Quoted text:
Those three areas, right, so ingesting, transforming, storing, analyzing, and then activating are probably the jobs, if you will, the verbs that I would use to describe what your modern data stack should look like.

Roles and team structure in data science

Michael Krigsman: We have a couple of really interesting questions from Twitter. Lisbeth Shaw wants to know, "What is meant by applying a product approach to data, and what does that look like from a data scientist perspective?"

Bruno Aziza: You know it's not just about the technology but it's also the team. What we've discovered is that while there's an incredible amount of technology that's available for you as a data team leader, to innovation, you also need to adapt your structure to this new challenge.

In the past, we were in the business of protecting data and making sure that only the data that was sanctioned could be used by only a few people. That was a cost conversation. You had capacity-based systems, and you could budget that.

Now you've got this relationship with data that's just a limitless amount of data, limitless amount of people, so how do you organize yourself around that? What we've found is the teams that succeed the best, particularly when you talk about data science, typically have five key roles that they organize themselves around.

[Photo labels with boxes]

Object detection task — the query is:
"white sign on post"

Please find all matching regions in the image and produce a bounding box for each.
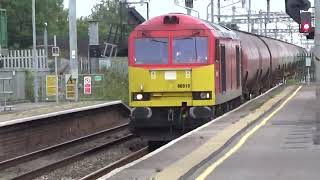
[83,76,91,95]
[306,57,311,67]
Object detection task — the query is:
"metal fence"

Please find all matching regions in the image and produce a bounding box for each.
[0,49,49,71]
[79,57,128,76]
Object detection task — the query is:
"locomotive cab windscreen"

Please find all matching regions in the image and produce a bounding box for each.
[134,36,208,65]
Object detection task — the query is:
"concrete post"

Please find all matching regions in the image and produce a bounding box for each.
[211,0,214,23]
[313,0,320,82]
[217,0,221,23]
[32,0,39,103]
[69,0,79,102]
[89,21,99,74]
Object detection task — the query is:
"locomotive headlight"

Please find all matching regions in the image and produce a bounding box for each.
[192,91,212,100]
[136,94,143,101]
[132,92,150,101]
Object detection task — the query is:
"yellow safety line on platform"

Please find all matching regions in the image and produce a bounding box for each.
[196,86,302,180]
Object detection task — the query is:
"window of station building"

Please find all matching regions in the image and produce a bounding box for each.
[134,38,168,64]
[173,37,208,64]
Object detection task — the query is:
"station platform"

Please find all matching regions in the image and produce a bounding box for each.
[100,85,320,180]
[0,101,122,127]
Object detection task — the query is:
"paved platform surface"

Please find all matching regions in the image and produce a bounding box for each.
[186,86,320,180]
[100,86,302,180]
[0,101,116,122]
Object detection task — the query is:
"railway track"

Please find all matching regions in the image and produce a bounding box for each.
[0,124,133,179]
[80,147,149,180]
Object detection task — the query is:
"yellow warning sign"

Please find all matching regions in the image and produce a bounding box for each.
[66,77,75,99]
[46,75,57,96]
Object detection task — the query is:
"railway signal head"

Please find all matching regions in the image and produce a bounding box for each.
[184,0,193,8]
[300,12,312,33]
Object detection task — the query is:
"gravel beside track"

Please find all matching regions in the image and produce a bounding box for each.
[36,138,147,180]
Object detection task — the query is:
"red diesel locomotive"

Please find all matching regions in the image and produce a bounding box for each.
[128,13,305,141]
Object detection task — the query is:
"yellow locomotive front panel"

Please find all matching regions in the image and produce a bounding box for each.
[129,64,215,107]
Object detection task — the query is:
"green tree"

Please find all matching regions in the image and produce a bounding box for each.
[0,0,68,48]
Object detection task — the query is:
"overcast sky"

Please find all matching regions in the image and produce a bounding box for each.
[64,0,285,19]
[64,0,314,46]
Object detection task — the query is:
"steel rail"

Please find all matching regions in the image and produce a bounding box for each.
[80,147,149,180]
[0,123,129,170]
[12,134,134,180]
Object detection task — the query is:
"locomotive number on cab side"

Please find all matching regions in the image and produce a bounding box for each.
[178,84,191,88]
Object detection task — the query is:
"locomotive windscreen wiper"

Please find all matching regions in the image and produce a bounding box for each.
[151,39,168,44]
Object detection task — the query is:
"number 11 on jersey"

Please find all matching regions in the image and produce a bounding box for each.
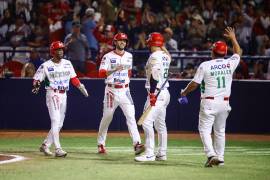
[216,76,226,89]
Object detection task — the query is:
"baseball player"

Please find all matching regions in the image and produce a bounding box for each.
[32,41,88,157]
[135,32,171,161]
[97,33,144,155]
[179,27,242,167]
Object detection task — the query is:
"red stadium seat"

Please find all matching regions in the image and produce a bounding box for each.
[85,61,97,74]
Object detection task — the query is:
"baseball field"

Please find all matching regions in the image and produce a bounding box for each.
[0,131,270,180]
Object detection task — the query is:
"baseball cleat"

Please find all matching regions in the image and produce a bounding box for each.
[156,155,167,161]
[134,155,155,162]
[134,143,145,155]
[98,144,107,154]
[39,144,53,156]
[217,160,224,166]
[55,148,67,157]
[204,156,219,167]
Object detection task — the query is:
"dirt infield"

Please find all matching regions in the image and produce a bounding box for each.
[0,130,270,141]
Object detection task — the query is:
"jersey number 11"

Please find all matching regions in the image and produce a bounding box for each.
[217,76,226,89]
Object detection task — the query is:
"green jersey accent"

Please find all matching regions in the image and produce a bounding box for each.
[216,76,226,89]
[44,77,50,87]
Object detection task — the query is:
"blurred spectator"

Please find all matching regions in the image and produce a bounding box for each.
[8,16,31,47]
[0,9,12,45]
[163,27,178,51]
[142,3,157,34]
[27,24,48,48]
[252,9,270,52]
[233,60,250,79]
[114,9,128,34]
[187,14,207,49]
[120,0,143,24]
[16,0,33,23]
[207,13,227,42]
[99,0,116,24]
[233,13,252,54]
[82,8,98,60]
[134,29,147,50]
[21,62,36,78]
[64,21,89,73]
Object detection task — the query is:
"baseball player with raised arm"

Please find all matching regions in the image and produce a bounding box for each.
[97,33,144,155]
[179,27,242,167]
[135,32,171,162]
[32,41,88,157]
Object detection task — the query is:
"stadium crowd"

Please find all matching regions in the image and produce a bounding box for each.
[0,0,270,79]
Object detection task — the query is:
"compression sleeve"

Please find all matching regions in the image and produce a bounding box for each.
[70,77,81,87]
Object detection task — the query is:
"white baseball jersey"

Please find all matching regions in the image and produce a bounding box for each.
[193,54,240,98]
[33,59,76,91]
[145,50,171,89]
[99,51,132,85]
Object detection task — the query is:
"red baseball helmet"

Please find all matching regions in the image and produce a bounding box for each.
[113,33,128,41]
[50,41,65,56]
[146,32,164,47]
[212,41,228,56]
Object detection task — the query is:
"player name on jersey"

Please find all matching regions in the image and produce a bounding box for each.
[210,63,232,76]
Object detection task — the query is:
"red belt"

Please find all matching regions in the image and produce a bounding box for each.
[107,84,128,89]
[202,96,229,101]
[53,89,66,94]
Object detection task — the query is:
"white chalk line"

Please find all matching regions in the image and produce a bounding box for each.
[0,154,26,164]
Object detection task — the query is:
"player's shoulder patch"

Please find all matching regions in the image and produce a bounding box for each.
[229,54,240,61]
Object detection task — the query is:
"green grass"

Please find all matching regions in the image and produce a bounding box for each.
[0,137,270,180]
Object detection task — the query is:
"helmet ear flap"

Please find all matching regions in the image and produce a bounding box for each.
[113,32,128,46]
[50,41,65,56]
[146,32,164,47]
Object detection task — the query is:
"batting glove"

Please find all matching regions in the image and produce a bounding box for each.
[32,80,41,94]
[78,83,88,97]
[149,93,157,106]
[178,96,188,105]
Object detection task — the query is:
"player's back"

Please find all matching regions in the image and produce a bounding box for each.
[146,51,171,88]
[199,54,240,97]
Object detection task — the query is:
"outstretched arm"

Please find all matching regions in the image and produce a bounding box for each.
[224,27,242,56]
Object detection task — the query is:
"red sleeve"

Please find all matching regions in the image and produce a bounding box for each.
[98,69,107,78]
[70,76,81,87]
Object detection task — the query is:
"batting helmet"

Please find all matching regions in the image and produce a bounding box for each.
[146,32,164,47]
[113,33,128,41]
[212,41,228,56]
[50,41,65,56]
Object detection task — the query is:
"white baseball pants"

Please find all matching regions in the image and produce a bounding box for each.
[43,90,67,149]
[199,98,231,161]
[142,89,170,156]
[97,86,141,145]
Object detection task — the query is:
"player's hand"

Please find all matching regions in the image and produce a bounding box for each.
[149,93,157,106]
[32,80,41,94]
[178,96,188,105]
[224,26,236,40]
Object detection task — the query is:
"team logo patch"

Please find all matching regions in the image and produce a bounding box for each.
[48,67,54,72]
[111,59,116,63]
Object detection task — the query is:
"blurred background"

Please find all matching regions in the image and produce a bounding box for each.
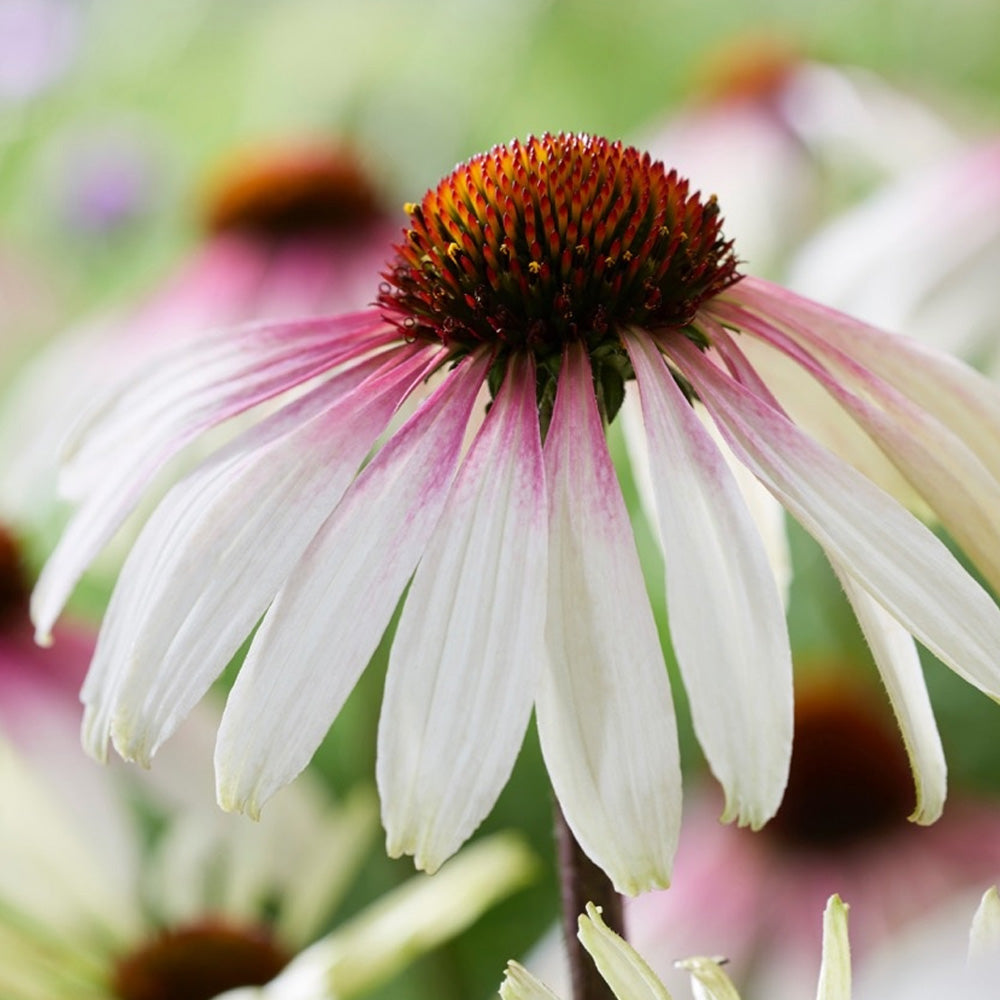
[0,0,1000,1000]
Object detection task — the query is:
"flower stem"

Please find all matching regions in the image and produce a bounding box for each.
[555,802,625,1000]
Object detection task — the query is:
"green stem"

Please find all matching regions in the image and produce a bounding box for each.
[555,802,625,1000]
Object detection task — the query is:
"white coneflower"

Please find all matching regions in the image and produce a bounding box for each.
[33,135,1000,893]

Required task 1: In the interview on data teams, how many key roles do the most successful data science teams organize around?
Required task 2: According to the interview on data teams, why do data team leaders now need to adapt their team structure?
Required task 3: Resume the interview on data teams, starting right after its last sentence.
That material is separate from the interview on data teams.

Expected answer 1: Five key roles.

Expected answer 2: Data used to be protected and budgeted: only sanctioned data was used, by only a few people, on capacity-based systems. Now there is a limitless amount of data and a limitless number of people using it, and technology alone isn't enough, so teams must change how they organize to meet that challenge.

Expected answer 3:
The first one is the data product manager. So, just like it is in any software development organization, you have someone whose job it is to say, "Here's what the final product is, and I own the result of that from the origination of the data all the way to the consumption of that data itself," and the data product manager tends to be the right role that people hire.

The second one is the program manager. The program manager is the person that's going to partner with their product manager, and they're going to make sure that everything happens on time and per the requirements that were written by the product manager. Typically, a product manager might use a product requirement document or PRD to define what their product should be.

The third role is a UX leader, so we always think about as being very logical. If you're a data scientist yourself or business analyst, you imagine that your stakeholders will react the same way to the applications you're using. But what we're realizing is that's actually not the case.

A big reason why they're not adopting our application is because the UX or the UI needs to look a little different. And so, we always think the best UI is no UI. Think about how can you make it easy for people to consume the application.

Then the fourth role is the data engineer and the data scientist. They tend to work and design and build and deploy the infrastructure but also the applications around all the verbs that I talked about from data storing, analyzing, processing, and so forth. Their job is really about how we make it possible to activate these products at scale.

Then finally, the chief data officer. The great news here, if you're working at a data organization today, Lisbeth, I hope that there is a chief data officer where you work because now 83% of organizations have chief data officers. Ten years ago, only 10% or 12% of organizations had chief data officers.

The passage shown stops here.